— BEGIN Supplied text —
Troubleshooting storage area networks (SANs) is daunting. Never before have we had so many network devices between our application host and storage. Until a few years ago, all we had was an HBA and a disk controller with a thick, cumbersome cable in the middle. Back then, troubleshooting your storage connection was a less formidable task.
|The Fibre Channel protocol model|
Now, that thick cable has been replaced by a myriad of interconnects enabling multiple data paths between hosts and storage. And just as when we decoupled user terminals from their mainframe controllers, there's quite a bit that can go wrong with a hosts' ability to gain access to its storage in a SAN. That's why you should take the same methodical approach when troubleshooting your SAN as you do when troubleshooting your LAN.
Master a basic approach that can be adapted to uncover the particular problem at hand. For example, when troubleshooting a SAN, I always check the LED status of the switch. This simple effort might identify a marginal link, configuration conflicts between neighboring switches, HBA functionality and more.
Remember: Whatever initial steps you take to resolve conflicts in your SAN, be consistent in your starting point. These steps will turn into documented operational procedures for correcting errors in your fabric. Your support and operational staff will benefit by effective communication between the groups because everyone is familiar with the methodology behind the approach to resolution.
Contrary to direct-attached storage-where you would likely start your exploration into the problem at the host side or storage array - SAN problem resolution usually starts at the switch attached to the application host that's experiencing problems. Using this as your starting point, you'll more than likely see what Fibre Channel (FC) errors are being propagated to the application hosts' HBA before any SCSI translation.
Unless you're sure about the error, or if time permits you to follow a quick hunch, address the problem from the same angle every time. Over time, you'll become familiar with the various logic gates in your troubleshooting exercises and you'll know which path to take in resolving SAN problems. However, until that time comes, approaching your errors in a methodical format will allow you to become more familiar with the interworkings of your SAN and the Fibre Channel protocol (FCP) as well.
— END Supplied text —
— BEGIN Entries provided —
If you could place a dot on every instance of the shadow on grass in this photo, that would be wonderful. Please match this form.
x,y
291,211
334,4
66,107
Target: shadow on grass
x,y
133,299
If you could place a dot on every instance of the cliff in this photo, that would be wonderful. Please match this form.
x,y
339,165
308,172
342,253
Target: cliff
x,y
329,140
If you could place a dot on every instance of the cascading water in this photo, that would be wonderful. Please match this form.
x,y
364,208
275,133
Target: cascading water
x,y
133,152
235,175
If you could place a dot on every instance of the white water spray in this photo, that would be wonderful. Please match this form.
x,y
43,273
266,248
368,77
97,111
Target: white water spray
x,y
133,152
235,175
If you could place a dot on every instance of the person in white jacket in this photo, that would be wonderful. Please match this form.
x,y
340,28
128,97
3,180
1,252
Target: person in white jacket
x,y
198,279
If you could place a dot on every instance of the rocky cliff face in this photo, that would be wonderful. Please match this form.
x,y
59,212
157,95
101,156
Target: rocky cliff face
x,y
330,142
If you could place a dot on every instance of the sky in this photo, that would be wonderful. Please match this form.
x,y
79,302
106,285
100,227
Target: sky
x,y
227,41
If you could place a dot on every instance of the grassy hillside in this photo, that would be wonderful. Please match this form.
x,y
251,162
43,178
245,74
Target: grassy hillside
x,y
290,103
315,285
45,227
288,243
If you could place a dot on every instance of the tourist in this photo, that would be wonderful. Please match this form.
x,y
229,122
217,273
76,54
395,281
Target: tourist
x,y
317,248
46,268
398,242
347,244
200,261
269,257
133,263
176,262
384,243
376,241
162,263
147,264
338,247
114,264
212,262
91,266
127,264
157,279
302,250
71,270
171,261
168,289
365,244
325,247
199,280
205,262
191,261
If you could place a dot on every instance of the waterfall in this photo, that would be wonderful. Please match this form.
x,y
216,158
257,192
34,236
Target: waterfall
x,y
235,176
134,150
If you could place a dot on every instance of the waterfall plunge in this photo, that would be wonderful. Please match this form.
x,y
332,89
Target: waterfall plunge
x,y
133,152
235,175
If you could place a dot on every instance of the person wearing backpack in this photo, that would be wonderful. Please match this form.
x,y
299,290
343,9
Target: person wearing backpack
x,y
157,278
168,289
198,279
— END Entries provided —
• [Exercise description]
Copy the SAN troubleshooting text between "Remember: Whatever initial" and "approach to resolution.", inclusive, putting "personnel" in place of "staff".

• [Reply]
Remember: Whatever initial steps you take to resolve conflicts in your SAN, be consistent in your starting point. These steps will turn into documented operational procedures for correcting errors in your fabric. Your support and operational personnel will benefit by effective communication between the groups because everyone is familiar with the methodology behind the approach to resolution.